OBJETIVO – Según el fragmento, ¿qué edad tenía Constancio cuando era señor en Oriente?

FRAGMENTO –

──────────

Se hizo un arreglo entre ellos para que todos los obispos exiliados regresaran, y Atanasio regresó a su grey. El nuevo régimen hacía de Eusebio un ganador. Constancio, quien era ahora señor en Oriente, sólo tenía veinte años de edad. Deseaba gobernar la Iglesia, y parece haber caído presa de las artes del viejo intrigante Eusebio, de modo que el resto de su tonta y obstinada vida lo pasó persiguiendo a Atanasio, y ejecutando las políticas de Eusebio. Nunca fue arriano, y permitió que la ortodoxia oscilara en algún sitio entre el arrianismo y la fe nicena. Los arrianos, quienes estaban dispuestos a disimular su doctrina hasta cierto punto, pudieron entonces obtener de él un favor, el cual le negó a unos pocos católicos inflexibles católicos que rechazaron sus generalidades.

──────────

DATOS PROPORCIONADOS –
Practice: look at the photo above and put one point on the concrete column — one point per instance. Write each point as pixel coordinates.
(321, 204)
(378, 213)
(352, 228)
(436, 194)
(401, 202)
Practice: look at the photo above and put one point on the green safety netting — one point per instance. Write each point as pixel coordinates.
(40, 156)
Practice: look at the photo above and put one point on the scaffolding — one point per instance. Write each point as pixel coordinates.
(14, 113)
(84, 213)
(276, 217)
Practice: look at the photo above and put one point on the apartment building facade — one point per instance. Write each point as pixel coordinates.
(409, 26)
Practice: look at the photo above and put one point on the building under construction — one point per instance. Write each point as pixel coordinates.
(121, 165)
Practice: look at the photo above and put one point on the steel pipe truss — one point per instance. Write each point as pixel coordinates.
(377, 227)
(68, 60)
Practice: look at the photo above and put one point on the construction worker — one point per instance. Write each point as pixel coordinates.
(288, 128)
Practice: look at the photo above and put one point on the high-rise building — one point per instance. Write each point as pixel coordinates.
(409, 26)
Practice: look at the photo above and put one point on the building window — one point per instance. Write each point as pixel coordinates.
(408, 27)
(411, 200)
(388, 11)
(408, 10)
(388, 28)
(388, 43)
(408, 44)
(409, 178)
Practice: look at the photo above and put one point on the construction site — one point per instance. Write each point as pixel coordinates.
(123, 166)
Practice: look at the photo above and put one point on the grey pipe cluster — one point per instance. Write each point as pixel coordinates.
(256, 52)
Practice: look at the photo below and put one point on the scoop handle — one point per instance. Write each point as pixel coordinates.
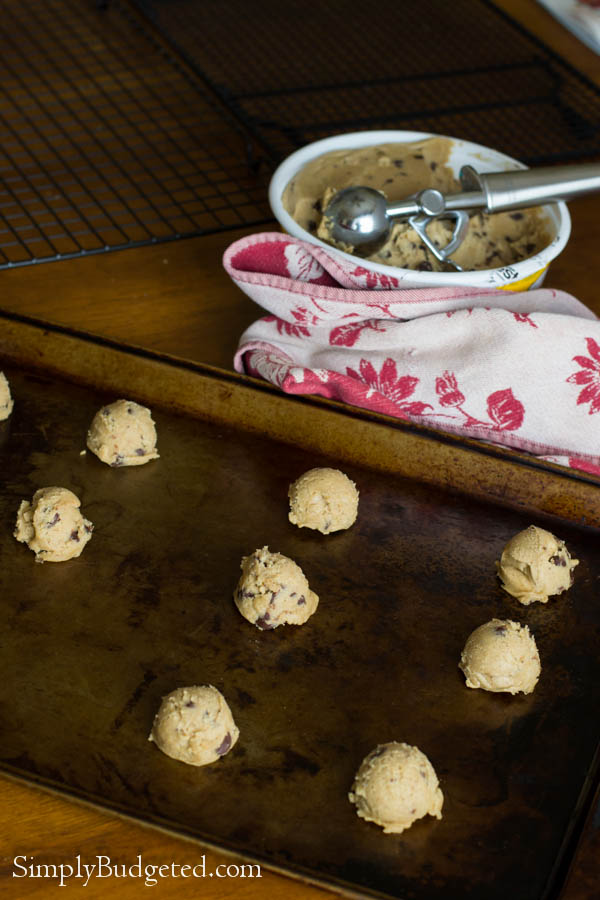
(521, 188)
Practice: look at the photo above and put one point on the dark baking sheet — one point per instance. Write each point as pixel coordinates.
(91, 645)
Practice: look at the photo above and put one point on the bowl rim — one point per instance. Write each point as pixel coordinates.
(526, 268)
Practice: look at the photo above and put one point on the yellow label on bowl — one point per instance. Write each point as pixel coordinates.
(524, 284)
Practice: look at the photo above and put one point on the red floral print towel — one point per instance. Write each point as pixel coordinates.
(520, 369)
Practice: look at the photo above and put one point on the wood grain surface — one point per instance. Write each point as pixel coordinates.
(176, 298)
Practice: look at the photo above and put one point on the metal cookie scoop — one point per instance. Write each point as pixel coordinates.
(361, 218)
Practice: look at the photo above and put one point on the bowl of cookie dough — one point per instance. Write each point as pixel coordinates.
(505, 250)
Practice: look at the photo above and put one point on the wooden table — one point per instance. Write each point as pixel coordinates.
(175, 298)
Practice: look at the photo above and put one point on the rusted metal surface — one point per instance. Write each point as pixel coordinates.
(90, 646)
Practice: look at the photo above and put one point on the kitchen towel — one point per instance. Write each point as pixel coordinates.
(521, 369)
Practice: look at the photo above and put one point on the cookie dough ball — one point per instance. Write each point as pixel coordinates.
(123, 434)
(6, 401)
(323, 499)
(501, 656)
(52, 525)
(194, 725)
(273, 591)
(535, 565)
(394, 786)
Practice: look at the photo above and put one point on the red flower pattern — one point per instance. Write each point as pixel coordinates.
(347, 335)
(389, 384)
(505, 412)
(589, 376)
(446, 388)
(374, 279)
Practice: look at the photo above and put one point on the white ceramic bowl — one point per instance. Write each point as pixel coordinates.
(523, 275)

──────────

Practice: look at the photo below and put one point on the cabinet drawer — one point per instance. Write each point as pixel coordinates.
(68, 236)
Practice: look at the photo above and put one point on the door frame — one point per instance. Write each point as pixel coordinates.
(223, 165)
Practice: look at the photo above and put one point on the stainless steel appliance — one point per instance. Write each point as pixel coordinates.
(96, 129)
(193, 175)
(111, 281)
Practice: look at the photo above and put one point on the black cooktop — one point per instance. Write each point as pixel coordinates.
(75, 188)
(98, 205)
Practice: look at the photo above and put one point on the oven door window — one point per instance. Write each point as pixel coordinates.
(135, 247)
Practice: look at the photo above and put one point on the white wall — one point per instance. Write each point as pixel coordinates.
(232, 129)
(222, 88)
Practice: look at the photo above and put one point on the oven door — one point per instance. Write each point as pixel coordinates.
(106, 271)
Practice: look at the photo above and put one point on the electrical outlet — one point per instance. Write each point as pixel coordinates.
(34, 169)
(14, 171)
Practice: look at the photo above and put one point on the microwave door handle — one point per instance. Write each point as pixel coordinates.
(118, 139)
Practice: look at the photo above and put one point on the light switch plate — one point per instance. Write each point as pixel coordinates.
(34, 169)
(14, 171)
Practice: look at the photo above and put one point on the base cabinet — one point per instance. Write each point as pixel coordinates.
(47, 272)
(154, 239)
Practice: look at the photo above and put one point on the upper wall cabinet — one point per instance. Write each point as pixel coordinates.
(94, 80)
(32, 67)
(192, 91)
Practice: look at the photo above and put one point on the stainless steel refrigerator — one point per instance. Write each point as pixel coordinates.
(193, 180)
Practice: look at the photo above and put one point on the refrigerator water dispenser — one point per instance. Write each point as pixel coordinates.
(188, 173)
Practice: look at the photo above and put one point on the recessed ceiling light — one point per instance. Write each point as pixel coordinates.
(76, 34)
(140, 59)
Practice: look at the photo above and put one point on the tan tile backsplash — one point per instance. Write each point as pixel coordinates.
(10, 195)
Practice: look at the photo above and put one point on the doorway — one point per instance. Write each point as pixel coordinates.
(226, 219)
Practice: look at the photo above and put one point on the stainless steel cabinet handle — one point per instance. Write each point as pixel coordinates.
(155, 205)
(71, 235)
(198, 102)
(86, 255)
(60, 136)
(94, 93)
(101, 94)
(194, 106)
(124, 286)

──────────

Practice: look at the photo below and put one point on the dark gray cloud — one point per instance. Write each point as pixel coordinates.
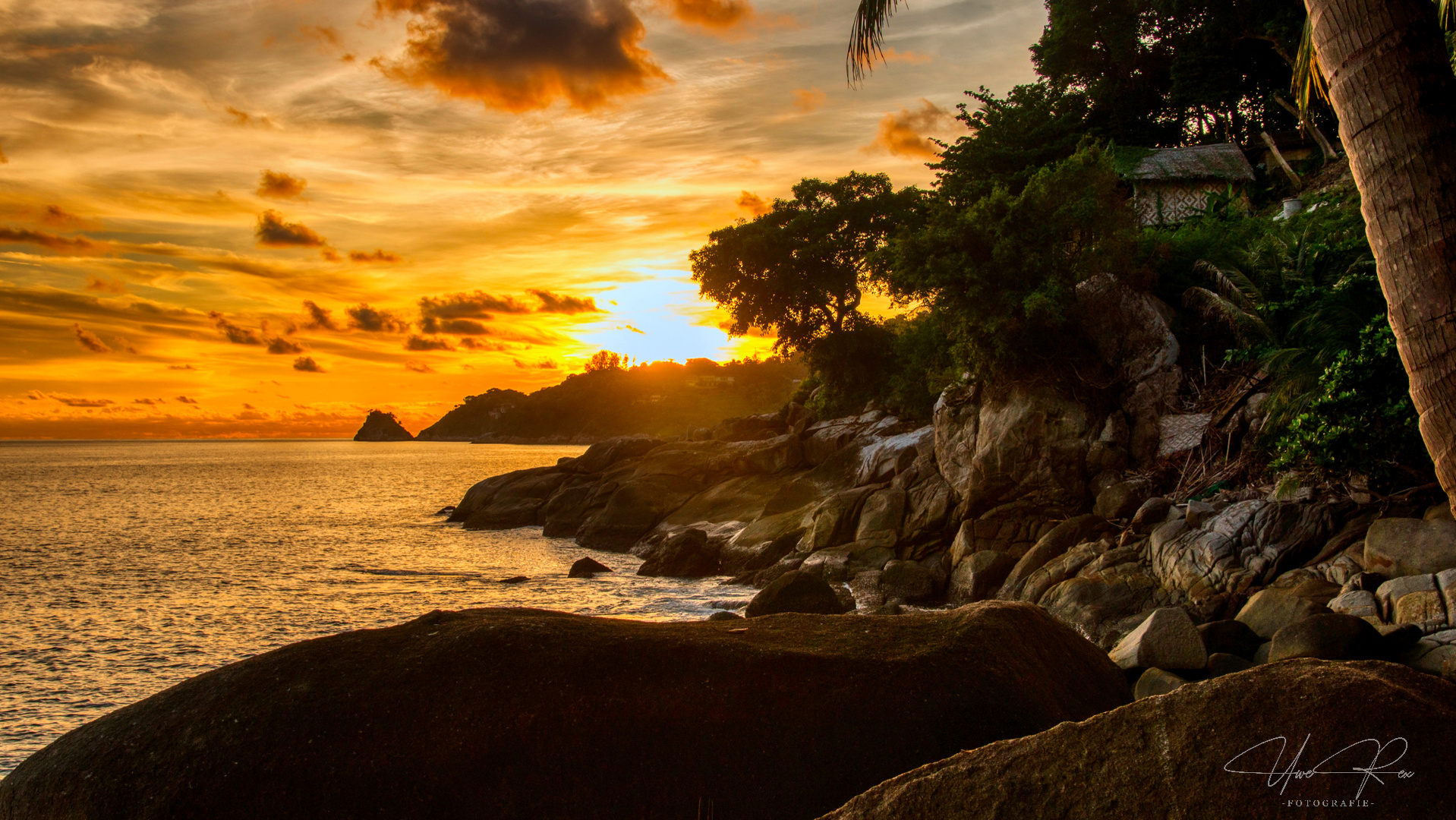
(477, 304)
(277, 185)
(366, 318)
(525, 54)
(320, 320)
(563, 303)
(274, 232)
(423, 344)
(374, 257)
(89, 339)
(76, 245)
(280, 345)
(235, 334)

──────────

RESPUESTA – Tenía veinte años.